### Dataset excerpts

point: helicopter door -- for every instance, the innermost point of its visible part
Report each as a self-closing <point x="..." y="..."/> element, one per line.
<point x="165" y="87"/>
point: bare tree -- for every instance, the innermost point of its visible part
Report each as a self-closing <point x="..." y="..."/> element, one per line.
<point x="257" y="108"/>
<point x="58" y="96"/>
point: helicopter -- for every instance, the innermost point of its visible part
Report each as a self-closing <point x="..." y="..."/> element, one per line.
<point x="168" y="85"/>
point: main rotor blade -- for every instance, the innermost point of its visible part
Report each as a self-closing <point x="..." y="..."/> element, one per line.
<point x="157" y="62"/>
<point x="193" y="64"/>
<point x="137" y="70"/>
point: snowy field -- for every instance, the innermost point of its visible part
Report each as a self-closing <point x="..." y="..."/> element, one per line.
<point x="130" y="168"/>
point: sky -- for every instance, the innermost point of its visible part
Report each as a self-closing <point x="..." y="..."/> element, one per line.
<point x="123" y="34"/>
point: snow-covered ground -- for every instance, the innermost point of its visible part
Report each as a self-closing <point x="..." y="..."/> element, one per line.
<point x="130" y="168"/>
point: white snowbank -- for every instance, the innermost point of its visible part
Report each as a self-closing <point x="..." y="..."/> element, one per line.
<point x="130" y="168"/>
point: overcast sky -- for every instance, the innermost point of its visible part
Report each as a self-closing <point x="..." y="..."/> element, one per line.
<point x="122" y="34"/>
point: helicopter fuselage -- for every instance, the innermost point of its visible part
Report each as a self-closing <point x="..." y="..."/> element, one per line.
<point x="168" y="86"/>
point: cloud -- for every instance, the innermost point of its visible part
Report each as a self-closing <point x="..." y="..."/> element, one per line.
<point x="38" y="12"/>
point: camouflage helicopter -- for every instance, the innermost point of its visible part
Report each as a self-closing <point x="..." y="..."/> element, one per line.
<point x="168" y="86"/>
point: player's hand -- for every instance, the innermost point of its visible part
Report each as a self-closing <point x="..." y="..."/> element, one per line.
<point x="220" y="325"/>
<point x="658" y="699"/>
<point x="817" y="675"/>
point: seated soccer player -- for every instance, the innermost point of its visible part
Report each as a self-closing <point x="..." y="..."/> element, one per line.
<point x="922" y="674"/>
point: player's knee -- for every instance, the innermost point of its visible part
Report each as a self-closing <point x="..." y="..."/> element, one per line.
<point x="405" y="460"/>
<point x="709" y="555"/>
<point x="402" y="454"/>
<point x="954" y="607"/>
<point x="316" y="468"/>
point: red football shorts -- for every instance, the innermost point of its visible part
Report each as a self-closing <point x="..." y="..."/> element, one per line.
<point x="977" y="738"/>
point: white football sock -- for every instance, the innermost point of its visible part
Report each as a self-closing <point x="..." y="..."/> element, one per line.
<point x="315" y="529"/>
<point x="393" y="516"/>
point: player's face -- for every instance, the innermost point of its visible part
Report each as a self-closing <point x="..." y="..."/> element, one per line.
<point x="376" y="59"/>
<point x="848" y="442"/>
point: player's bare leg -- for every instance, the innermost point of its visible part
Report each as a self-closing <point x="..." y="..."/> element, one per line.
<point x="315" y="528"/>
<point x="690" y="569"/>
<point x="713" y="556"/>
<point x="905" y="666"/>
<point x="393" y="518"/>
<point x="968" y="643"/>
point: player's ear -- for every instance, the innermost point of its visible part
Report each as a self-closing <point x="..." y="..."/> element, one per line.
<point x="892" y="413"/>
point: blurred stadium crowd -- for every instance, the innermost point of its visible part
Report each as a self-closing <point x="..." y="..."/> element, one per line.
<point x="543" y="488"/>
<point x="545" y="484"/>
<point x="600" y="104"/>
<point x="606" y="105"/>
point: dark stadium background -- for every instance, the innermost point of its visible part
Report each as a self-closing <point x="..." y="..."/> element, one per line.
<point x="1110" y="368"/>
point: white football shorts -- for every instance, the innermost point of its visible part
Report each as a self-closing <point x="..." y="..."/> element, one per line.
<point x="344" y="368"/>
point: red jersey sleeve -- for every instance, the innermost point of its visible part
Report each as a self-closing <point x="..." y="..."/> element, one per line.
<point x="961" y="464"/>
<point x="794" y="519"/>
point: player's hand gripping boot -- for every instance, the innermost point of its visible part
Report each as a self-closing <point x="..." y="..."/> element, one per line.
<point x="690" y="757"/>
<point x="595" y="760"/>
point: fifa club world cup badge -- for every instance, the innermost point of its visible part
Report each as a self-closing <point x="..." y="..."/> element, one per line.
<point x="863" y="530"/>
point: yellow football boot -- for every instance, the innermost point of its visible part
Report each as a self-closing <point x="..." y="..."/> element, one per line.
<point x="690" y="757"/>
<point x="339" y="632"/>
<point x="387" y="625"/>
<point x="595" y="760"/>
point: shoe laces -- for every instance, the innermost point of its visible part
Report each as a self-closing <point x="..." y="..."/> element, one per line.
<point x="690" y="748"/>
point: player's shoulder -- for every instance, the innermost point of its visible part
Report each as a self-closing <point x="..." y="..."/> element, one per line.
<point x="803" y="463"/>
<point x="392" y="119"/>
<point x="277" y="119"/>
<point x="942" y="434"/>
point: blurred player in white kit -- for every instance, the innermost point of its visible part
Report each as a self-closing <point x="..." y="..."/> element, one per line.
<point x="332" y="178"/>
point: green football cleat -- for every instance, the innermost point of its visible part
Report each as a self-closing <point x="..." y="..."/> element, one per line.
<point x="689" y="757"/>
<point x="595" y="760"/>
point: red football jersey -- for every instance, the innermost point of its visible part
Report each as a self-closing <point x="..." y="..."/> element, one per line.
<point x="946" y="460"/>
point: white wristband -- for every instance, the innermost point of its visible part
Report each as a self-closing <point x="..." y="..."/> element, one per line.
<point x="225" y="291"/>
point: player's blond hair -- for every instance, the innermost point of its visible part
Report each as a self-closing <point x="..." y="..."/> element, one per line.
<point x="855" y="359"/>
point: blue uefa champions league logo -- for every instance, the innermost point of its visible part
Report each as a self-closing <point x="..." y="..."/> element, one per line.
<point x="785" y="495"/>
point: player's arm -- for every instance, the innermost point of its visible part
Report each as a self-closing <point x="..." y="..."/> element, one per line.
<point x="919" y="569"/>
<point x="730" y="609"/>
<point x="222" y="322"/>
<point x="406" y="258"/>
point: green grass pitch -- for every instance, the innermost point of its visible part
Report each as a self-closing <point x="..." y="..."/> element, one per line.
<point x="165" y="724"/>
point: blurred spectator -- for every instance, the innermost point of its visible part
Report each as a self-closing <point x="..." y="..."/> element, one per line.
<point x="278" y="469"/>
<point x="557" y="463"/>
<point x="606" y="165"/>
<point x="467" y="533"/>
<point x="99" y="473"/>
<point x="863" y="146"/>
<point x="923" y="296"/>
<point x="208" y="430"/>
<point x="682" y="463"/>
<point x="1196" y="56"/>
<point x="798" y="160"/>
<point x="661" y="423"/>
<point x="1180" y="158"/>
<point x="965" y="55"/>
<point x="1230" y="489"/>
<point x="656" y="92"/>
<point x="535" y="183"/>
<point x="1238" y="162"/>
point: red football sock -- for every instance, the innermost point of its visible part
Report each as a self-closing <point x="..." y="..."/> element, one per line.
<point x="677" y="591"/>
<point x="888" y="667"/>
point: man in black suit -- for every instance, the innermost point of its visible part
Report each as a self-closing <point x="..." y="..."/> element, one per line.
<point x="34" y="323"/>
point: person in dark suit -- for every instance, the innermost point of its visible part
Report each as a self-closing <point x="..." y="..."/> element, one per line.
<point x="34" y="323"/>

### The request
Repeat only the stretch of lines that begins at the line containing "point: red football sock" and ends at the last line above, both included.

### Answer to the task
point: red football sock -- for every instance, the innermost point of its visible part
Report each as a self-closing <point x="..." y="..."/> element, one per line.
<point x="677" y="591"/>
<point x="888" y="667"/>
point: man in black suit -- for every instance, the innermost point of its visible part
Report each as a self-closing <point x="..." y="..."/> element, one per line.
<point x="34" y="323"/>
point: person in dark suit -- for every instance, the innermost point of its visible part
Report each as a self-closing <point x="..." y="..."/> element, one per line.
<point x="34" y="323"/>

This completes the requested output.